_Data for analysis:_

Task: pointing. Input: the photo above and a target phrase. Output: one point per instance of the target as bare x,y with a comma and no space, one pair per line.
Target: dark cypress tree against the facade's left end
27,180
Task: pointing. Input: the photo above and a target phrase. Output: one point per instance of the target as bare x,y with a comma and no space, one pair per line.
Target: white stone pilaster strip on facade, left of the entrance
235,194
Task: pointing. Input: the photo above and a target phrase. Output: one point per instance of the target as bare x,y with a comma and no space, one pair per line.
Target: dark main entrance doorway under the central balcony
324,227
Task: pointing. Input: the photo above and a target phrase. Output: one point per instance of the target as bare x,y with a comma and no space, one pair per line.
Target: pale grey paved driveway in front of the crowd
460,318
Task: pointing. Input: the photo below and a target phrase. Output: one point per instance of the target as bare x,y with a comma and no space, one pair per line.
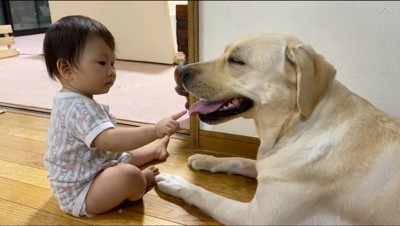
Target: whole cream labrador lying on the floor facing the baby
327,156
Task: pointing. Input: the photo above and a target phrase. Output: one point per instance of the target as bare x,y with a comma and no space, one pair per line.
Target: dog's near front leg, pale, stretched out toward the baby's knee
225,211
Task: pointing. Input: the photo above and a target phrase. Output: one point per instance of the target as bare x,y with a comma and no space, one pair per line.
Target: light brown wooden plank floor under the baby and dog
26,199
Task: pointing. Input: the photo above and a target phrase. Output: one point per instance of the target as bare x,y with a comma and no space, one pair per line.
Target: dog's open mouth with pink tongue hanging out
213,112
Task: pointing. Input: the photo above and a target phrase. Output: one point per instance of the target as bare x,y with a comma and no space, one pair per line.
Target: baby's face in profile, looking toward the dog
96,71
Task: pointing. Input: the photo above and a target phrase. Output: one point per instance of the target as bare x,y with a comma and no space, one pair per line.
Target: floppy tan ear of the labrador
314,76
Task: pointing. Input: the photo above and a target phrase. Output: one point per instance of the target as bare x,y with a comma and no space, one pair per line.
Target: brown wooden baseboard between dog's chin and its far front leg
231,144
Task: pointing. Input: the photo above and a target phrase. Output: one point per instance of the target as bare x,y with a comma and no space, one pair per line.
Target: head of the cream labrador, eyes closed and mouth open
271,73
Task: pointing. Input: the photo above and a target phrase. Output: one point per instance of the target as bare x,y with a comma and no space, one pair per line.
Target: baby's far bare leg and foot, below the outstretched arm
146,154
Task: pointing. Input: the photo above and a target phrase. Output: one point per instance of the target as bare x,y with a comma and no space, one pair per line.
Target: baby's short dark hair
66,39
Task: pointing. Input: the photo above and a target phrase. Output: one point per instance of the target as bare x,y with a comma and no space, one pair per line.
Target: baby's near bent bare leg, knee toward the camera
116,184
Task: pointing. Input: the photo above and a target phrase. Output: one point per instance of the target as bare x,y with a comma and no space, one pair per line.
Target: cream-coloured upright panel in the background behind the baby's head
142,29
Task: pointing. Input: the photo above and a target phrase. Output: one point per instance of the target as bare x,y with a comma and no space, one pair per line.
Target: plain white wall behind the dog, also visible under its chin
360,38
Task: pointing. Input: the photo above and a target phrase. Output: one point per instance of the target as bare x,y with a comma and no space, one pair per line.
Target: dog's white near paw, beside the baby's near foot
172,184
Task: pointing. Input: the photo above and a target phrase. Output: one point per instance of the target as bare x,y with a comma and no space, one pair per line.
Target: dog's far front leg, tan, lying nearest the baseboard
230,165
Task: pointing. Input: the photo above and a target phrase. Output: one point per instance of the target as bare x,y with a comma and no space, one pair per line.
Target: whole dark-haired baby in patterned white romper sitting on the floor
93,165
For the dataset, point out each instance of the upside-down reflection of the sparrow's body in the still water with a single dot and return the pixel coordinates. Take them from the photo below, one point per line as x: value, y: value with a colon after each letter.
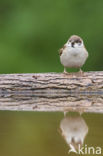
x: 74, y: 130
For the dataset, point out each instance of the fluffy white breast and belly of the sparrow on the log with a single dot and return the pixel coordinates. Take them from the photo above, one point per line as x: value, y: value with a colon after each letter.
x: 73, y: 57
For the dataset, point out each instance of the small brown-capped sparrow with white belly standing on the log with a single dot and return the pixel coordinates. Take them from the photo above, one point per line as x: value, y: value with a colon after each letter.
x: 73, y: 54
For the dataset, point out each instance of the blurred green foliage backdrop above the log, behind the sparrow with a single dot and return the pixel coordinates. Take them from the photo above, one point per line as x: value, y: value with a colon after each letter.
x: 31, y: 32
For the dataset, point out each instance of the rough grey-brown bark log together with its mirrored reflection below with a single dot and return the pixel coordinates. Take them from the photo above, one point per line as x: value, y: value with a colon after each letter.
x: 52, y: 92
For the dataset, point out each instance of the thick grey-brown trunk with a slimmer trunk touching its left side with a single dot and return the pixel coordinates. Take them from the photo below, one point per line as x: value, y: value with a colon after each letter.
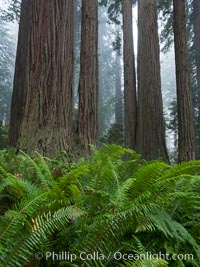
x: 151, y: 127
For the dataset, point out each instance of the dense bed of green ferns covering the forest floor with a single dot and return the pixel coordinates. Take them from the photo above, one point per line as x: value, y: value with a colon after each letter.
x: 111, y: 202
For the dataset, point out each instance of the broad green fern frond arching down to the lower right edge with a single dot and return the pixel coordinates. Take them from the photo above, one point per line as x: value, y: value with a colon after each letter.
x: 105, y: 236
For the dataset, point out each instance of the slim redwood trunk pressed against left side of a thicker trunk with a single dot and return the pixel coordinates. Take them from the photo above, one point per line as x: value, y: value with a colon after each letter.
x: 130, y: 102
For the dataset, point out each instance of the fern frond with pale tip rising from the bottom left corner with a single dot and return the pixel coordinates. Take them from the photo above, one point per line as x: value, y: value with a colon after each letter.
x: 21, y: 251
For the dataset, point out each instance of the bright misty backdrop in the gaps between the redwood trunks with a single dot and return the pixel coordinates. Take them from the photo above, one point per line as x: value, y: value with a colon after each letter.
x: 108, y: 33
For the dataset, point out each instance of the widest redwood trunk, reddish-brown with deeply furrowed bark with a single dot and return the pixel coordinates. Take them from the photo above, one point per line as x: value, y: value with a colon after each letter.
x: 48, y: 79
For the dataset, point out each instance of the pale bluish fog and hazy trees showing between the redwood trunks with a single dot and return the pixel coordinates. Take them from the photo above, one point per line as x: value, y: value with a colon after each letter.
x: 110, y: 43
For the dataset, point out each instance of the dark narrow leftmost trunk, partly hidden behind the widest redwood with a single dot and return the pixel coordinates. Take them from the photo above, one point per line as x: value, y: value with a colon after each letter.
x: 21, y: 77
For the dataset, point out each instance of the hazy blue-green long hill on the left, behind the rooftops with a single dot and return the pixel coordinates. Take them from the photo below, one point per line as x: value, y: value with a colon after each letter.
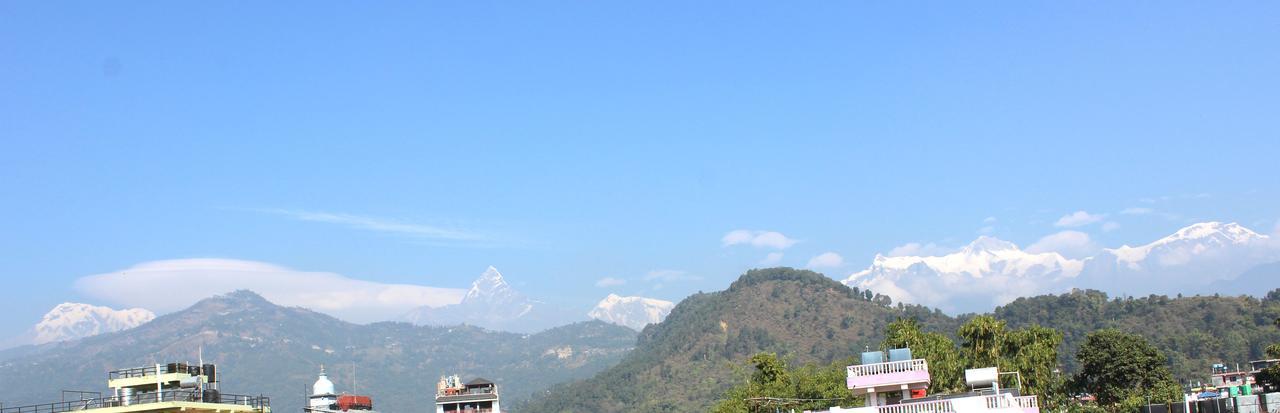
x: 263, y: 348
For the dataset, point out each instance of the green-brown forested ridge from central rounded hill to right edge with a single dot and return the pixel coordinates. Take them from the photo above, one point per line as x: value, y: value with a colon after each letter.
x: 687, y: 362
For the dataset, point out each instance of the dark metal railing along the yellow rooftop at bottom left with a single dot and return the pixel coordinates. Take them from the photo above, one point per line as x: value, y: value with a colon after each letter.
x: 258, y: 403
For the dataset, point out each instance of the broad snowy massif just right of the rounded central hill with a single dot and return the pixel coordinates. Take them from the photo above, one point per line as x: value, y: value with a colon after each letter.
x: 964, y: 281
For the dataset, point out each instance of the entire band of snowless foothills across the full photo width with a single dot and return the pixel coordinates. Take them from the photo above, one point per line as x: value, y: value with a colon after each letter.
x: 679, y: 365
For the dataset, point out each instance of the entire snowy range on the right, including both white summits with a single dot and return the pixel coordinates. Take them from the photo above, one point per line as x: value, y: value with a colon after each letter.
x: 1200, y: 259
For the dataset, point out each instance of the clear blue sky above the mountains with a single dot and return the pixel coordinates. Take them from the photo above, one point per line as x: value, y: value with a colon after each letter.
x: 568, y: 143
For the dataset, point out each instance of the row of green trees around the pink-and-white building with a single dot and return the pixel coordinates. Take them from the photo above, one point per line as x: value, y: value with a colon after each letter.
x: 1121, y: 370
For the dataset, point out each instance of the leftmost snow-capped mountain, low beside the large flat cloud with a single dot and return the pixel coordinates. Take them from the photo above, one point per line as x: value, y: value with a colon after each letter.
x: 72, y: 322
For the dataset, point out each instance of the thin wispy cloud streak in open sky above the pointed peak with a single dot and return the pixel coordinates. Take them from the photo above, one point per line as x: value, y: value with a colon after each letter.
x: 380, y: 226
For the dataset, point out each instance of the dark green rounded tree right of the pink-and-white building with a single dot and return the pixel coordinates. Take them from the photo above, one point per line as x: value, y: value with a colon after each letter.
x: 1123, y: 371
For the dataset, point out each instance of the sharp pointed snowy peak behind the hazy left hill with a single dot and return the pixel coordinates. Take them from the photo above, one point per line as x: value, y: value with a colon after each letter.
x: 491, y: 304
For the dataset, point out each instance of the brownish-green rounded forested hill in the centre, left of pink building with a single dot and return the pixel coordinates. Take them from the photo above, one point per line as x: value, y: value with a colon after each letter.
x: 688, y: 361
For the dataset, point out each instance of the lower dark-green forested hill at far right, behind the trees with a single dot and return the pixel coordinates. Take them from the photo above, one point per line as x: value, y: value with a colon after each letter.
x: 1192, y: 332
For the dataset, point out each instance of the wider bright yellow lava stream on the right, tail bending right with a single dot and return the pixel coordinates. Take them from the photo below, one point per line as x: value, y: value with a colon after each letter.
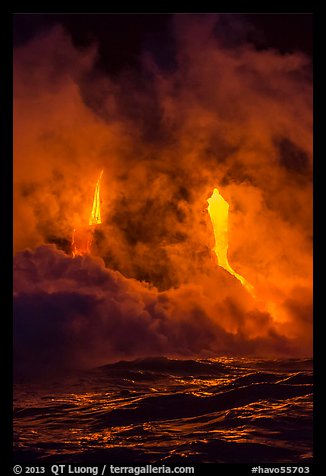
x: 218, y: 210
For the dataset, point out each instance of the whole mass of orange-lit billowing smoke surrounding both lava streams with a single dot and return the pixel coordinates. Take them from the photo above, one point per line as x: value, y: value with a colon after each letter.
x: 223, y: 115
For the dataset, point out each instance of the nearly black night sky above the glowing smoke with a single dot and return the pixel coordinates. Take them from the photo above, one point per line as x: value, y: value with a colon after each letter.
x: 122, y: 37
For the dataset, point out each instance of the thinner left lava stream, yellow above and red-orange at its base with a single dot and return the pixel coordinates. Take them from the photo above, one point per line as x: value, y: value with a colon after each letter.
x: 82, y: 237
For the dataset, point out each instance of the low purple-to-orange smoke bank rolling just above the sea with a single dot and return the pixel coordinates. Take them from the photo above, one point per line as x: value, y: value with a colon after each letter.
x: 73, y: 313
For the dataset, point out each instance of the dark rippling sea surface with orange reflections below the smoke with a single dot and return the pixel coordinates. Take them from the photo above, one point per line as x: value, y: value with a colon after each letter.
x: 163, y: 411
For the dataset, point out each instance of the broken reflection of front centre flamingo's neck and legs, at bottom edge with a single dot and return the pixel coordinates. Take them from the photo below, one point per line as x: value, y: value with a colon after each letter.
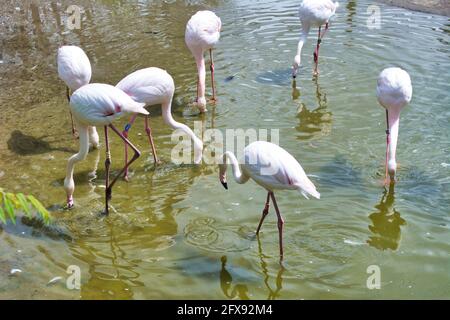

_Task prompt:_ Reproduce word for word only the lines between the line containing "the low purple-to-orange" and the end of the listing above, both included, and drop any pictures.

_Answer space:_
For the dataset, point out each instance of the low purple-to-orange smoke bank rolling just above the sea with a single dot and return the pixel coordinates. Take them from the photo above, one point per line as x: value, y: value with a colon after each letter.
x: 73, y: 313
For the dataset, point out each instance of the dark rippling sea surface with orange reflections below the smoke with a single dot and return the pixel coordinates. Take them from the photo above, one point per line as x: value, y: value with a colon after each letter.
x: 163, y: 411
For the dataset, point out each instance of the broken reflection of front centre flamingo's neck and legs, at bottom edge with a single dot and return the pixel coordinates. Take them from the photo below, one point per line as x: value, y: value with a colon after each letter.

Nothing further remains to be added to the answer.